- [Ausgangstext]
GDL-Chef zieht Halbzeitbilanz "Die Stimmung ist exzellent"
Während die Kritik am GDL-Streik zunimmt und der Ruf nach Änderung des Streikrechts laut wird, zeigt sich Gewerkschaftschef Weselsky unbeirrt: Wenn die Bahn sich nicht bewege, werde weiter gestreikt - und länger als momentan.
Der Streik der Lokführergewerkschaft GDL soll noch bis Montagabend dauern. Und während die Kritik an dem Ausstand wächst, zieht GDL-Chef Claus Weselsky eine positive Zwischenbilanz: "Ich erlebe Disziplin auf breiter Front. Die Stimmung ist exzellent", sagte er der "Rheinischen Post" mit Blick auf die Streikenden. "Viel mehr Kunden haben Verständnis für den Streik als mancher behauptet."
An ihren Forderungen will die Gewerkschaft festhalten. Ziel bleibe eine 35-Stunden-Woche ab 2028, erklärte Weselsky. "Wir werden diesen Streik erfolgreich zu Ende bringen, und dann schauen wir, was passiert." Wenn es auf Seiten der Bahn-Spitze keine Bewegung gebe, "werden wir wieder streiken". Dieser Ausstand könne dann noch länger dauern.
"Das sind Grundrechte"

- [Aufgabenliste]
[1] Geben Sie aus dem Artikel zum GDL-Streik den Abschnitt zwischen „Während die Kritik am“ und „länger als momentan.“, beide eingeschlossen, wortgetreu aus.
[2] Welches Ziel will die Gewerkschaft laut dem Artikel zum GDL-Streik weiterhin erreichen?

- [Gegebene Zeilen]
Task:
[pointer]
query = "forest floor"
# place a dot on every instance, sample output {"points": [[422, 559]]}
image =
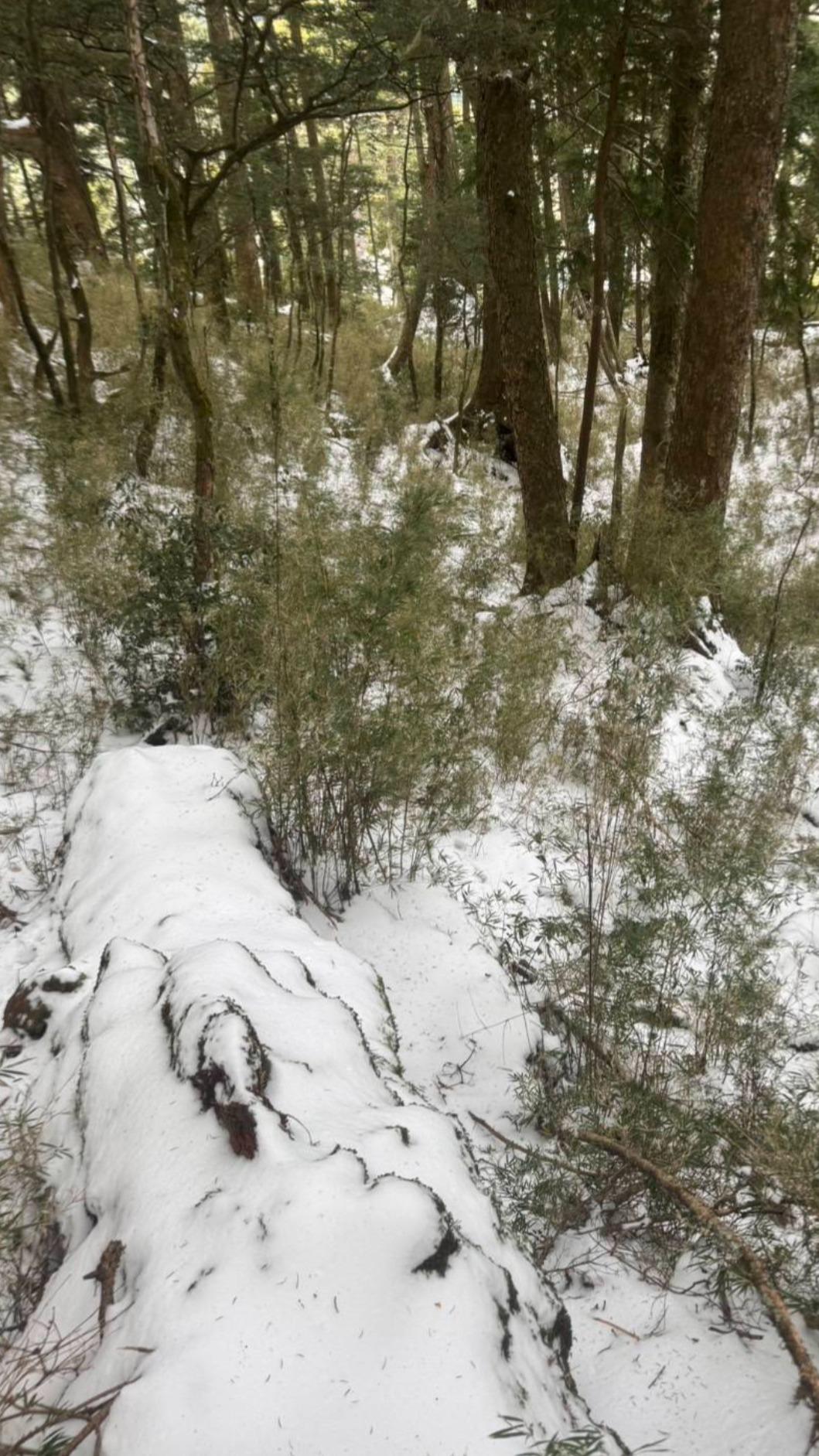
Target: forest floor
{"points": [[302, 1243]]}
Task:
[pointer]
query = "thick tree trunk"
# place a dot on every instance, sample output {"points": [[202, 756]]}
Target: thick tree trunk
{"points": [[174, 101], [599, 271], [176, 287], [738, 184], [322, 211], [504, 124], [675, 235], [9, 264], [51, 131], [489, 397], [436, 172]]}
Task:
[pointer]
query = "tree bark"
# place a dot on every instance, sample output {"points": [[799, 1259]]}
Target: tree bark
{"points": [[675, 235], [599, 271], [9, 264], [504, 123], [738, 184], [436, 175], [238, 188]]}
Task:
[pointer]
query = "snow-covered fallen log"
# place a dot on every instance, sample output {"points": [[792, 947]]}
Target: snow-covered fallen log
{"points": [[273, 1238]]}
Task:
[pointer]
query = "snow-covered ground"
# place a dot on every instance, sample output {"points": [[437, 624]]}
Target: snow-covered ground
{"points": [[276, 1226]]}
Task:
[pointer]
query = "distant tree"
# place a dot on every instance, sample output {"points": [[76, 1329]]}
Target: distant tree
{"points": [[735, 206]]}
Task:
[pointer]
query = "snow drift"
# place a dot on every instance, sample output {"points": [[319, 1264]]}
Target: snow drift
{"points": [[275, 1238]]}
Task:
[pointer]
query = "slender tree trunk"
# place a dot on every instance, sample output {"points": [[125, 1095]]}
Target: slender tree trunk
{"points": [[504, 123], [238, 186], [551, 234], [9, 264], [8, 290], [146, 438], [599, 271], [675, 235], [738, 184], [176, 286], [436, 169], [123, 226]]}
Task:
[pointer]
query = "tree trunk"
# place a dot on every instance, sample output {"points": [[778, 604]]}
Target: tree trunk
{"points": [[504, 123], [599, 273], [324, 219], [436, 169], [738, 184], [238, 188], [9, 264], [489, 397], [675, 235]]}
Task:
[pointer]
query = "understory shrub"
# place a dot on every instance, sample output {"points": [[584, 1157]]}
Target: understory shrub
{"points": [[650, 951]]}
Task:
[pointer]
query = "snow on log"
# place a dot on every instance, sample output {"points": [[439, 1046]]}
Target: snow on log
{"points": [[270, 1233]]}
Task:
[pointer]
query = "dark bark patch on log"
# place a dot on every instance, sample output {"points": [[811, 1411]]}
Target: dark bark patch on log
{"points": [[62, 986], [26, 1014], [235, 1117], [239, 1123], [439, 1260]]}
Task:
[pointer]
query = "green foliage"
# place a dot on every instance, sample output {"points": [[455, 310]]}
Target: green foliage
{"points": [[580, 1443], [653, 957]]}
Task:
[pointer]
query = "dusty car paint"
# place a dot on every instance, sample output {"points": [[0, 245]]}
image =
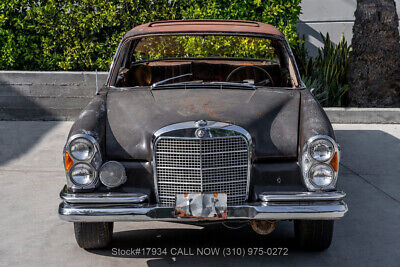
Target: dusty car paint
{"points": [[271, 117]]}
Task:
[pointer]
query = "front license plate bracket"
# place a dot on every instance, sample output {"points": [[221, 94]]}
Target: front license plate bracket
{"points": [[201, 205]]}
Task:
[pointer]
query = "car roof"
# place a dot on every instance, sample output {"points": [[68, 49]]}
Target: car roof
{"points": [[206, 26]]}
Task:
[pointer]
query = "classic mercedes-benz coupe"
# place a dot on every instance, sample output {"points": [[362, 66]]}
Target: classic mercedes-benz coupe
{"points": [[199, 121]]}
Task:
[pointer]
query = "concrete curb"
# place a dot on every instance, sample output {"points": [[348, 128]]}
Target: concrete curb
{"points": [[364, 115]]}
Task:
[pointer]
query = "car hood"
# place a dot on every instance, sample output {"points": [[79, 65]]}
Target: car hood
{"points": [[271, 116]]}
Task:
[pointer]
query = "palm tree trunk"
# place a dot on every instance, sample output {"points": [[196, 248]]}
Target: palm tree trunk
{"points": [[374, 72]]}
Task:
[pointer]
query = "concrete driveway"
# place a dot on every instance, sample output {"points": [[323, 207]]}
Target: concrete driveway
{"points": [[31, 176]]}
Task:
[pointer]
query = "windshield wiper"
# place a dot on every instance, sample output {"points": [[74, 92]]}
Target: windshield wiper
{"points": [[220, 84], [170, 79]]}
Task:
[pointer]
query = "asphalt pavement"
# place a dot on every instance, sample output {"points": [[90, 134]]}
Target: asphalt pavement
{"points": [[31, 176]]}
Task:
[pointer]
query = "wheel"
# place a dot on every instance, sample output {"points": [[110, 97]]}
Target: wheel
{"points": [[93, 235], [313, 235]]}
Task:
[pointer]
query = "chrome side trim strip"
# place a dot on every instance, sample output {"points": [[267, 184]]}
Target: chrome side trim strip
{"points": [[146, 212], [301, 196], [102, 198]]}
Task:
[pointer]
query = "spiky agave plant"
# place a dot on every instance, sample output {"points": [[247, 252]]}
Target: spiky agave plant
{"points": [[327, 73]]}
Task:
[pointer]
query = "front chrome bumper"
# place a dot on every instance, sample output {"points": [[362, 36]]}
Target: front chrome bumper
{"points": [[112, 207]]}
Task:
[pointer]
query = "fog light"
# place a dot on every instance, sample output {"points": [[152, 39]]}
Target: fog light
{"points": [[112, 174], [82, 174], [321, 175]]}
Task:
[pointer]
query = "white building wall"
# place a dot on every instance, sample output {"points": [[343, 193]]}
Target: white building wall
{"points": [[335, 17]]}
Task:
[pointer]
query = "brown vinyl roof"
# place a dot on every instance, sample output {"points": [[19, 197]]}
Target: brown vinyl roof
{"points": [[198, 26]]}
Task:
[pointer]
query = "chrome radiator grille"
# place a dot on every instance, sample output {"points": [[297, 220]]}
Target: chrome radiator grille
{"points": [[211, 165]]}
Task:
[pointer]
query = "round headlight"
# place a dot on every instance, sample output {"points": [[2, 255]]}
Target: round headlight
{"points": [[112, 174], [82, 174], [81, 149], [321, 175], [322, 150]]}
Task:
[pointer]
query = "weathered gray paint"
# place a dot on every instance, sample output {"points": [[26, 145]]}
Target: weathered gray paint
{"points": [[30, 95], [335, 17]]}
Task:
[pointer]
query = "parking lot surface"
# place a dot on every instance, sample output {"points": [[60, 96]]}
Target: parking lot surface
{"points": [[31, 176]]}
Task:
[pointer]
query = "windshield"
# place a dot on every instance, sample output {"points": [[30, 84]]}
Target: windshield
{"points": [[168, 59]]}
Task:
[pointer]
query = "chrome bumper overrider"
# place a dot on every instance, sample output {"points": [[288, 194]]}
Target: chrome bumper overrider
{"points": [[112, 207]]}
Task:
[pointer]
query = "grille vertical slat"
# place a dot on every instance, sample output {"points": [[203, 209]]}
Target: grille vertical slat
{"points": [[210, 165]]}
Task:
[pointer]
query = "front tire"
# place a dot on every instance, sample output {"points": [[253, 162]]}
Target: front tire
{"points": [[313, 235], [93, 235]]}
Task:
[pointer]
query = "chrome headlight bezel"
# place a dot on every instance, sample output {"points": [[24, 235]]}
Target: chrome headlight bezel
{"points": [[94, 161], [85, 141], [307, 162]]}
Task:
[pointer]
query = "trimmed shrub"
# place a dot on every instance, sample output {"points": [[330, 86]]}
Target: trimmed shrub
{"points": [[83, 35]]}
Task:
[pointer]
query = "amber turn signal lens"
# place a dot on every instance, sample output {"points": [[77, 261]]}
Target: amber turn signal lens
{"points": [[68, 161], [335, 162]]}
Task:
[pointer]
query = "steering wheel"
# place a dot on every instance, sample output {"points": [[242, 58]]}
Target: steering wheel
{"points": [[268, 79]]}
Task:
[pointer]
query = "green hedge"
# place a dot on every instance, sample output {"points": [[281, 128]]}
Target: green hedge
{"points": [[83, 35]]}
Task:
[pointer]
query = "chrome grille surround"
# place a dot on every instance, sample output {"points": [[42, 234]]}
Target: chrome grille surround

- [Lösungen]
[1]
Während die Kritik am GDL-Streik zunimmt und der Ruf nach Änderung des Streikrechts laut wird, zeigt sich Gewerkschaftschef Weselsky unbeirrt: Wenn die Bahn sich nicht bewege, werde weiter gestreikt - und länger als momentan.

[2] Ihr Ziel bleibt eine 35-Stunden-Woche ab 2028.